課題内容:
本文抜粋をもとに、次の問いに答えてください。
1. 知人の息子さんは何歳で亡くなりましたか。
2. 大学に戻った彼が新たに立てた目標は何ですか。
3. 10月のある日、胸が苦しくなった彼は何が原因だと思って医者に行きましたか。

夕方のお散歩は外でなくお家の中と思ってるだろう!疑惑浮上中のくうたです。
今日のボクの出番はココまでです。明日また会おうね。
昨年11月某日、知人の息子さんが亡くなりました。
24歳でした。
就職活動真っ最中の大学4年生のとある日、ガンが見つかりました。
色々手を尽くしたのですが、若いため病気の進行は早く絶望視されました。
しかし幸いなことに、彼の入院していた大学病院だけは、まだ厚生省の許可の取れてない薬を試験的に使うことが許可されてたのです。
彼のガン細胞を食い止めるのはその薬しかありません。
アメリカでは使われている薬ではありますが、日本ではまだ未許可の薬です。
臨床数も少ないし、副作用も半端じゃなく死ぬ思いをするほどとも言われ、さらに薬が合えば劇的に効くそうですが、合わなければ苦しみつつ死をむかえるしかないといわれました。
その治療を受けるかどうかの選択は彼自身に委ねられました。
そして彼はその治療にかけたのです。
実は彼の父親も病気で入院しており、長男の自分が母や家族を支えていくんだと、使命をかんじていたのです。
あまりに激しい副作用に苦しむ息子の姿を前に、彼の母親は
「なぜこの子だけがこんなに苦しまなきゃいけないのか。何で自分が代わってあげられないのか。」
とずっと自身をせめていたそうです。
激しい副作用に苦しみながらも彼は病魔に負けることなく、
翌年4月無事大学に戻ることができました。
彼には新たな目標ができました。医学部受験です。
大学に戻り残りの単位を取得後、あらたに受験勉強を始めました。
昨年夏の定期健診ではガンの転移もみつからず、完治も宣告され意気揚々と未来の目標にむけ船出をきりました。
そして受験勉強のかたわら、彼は自身のホームページを立ち上げ、病院で知り合った病魔と闘ってる人々やいまそれぞれの病気に向き合ってる人々へ「いっしょに頑張ろうと!」エールを送っていました。
ブログでは、『リハビリの途中、苦しくて道端で休んでいたら、通りかかった見知らぬおばさんが「具合が悪いなら乗って行きなさい」と車を止めて声をかけてくれ、その親切がとてもうれしかった。』とか日々のようすが淡々と綴られていたそうです。
ところが10月のある日。
胸が苦しくなった彼は、風邪をひいたと思い医者にいきました。
診察の結果、彼の肺の中は水がいっぱいたまっていました。
ガンが肺に転移していたのです。
あっという間のことでした。
水を抜かなければ手術ができません。しかし一度に大量に抜くことができないのです。水を抜くよりも病気の進行のほうがはやく、もう手の施しようがありません。
水のせいでベッドで仰向けになることもできず、寝るときもかがんだ姿勢です。
死の恐怖から、夜になってもろくに眠ることもできなかった彼でしたが、朝がくると一杯の水をおいしそうに飲みながら
「水ってこんなにおいしいんだね」

抽出情報:

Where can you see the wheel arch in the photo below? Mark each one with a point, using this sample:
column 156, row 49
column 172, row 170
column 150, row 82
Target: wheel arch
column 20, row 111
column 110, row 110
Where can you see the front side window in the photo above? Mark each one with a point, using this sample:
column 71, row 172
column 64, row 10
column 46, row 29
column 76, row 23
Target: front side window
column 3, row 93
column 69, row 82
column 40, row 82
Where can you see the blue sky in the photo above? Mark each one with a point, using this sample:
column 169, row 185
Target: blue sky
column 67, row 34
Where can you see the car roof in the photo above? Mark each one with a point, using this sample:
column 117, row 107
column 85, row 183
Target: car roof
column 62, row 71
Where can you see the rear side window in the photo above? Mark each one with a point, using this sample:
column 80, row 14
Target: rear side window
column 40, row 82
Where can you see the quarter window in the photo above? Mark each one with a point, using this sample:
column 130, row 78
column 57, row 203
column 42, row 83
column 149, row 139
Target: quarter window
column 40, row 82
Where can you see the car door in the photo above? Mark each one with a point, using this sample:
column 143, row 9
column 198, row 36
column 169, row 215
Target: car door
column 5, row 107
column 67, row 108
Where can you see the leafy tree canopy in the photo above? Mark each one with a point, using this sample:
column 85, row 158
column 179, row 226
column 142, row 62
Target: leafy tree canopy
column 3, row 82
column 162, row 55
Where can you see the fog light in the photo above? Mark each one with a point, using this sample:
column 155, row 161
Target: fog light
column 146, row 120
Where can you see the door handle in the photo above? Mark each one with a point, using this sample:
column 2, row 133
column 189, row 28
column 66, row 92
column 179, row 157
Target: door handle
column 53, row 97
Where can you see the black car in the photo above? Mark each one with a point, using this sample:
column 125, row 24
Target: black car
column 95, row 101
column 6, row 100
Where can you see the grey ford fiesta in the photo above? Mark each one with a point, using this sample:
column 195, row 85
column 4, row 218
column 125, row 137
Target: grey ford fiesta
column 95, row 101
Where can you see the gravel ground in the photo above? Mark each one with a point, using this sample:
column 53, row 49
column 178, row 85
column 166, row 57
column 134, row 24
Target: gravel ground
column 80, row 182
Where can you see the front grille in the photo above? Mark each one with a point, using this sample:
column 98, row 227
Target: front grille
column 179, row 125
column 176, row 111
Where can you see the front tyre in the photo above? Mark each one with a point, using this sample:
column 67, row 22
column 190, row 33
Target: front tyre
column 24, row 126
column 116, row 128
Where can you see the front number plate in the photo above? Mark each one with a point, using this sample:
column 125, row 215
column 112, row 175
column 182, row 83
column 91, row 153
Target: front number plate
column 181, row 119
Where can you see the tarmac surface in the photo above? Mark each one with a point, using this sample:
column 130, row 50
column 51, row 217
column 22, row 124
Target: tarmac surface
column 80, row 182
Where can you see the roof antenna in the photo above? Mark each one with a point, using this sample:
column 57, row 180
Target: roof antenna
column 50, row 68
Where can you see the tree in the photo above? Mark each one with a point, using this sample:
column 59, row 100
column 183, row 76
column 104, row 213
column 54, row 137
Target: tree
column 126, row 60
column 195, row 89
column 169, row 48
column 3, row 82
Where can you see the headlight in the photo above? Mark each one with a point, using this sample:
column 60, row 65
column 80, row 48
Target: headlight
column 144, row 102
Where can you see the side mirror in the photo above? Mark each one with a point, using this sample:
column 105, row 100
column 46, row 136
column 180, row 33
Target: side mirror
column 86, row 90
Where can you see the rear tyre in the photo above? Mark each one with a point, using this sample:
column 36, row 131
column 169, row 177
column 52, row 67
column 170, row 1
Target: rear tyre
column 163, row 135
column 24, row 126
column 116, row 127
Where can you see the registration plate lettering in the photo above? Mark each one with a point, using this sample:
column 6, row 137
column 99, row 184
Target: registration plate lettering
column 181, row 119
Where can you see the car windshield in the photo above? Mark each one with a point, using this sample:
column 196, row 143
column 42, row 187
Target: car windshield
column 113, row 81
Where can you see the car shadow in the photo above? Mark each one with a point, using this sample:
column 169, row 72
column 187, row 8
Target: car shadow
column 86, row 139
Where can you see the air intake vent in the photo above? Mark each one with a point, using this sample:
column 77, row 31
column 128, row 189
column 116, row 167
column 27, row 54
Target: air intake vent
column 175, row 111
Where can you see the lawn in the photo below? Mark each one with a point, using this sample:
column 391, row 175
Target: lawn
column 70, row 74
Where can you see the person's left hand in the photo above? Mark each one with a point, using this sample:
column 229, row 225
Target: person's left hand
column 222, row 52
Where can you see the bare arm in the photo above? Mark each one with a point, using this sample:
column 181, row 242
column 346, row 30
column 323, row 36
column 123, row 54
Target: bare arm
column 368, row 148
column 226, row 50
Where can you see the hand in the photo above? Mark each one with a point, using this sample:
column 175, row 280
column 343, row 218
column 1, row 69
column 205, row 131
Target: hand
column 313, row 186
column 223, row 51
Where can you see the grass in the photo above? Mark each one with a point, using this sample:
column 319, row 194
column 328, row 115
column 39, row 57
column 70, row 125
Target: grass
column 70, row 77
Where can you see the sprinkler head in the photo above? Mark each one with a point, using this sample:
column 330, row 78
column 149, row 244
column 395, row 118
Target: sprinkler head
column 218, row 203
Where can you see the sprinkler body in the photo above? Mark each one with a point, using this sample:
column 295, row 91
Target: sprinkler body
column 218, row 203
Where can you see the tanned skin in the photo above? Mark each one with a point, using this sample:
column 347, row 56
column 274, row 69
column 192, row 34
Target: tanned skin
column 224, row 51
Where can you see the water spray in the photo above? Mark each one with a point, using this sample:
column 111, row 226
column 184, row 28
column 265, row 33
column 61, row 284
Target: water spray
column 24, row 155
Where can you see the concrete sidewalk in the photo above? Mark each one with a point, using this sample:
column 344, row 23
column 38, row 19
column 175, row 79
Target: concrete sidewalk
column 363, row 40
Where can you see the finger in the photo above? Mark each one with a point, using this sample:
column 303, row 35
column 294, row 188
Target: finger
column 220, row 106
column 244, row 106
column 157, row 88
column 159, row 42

解答:
1. 24歳
2. 医学部受験
3. 風邪をひいたと思った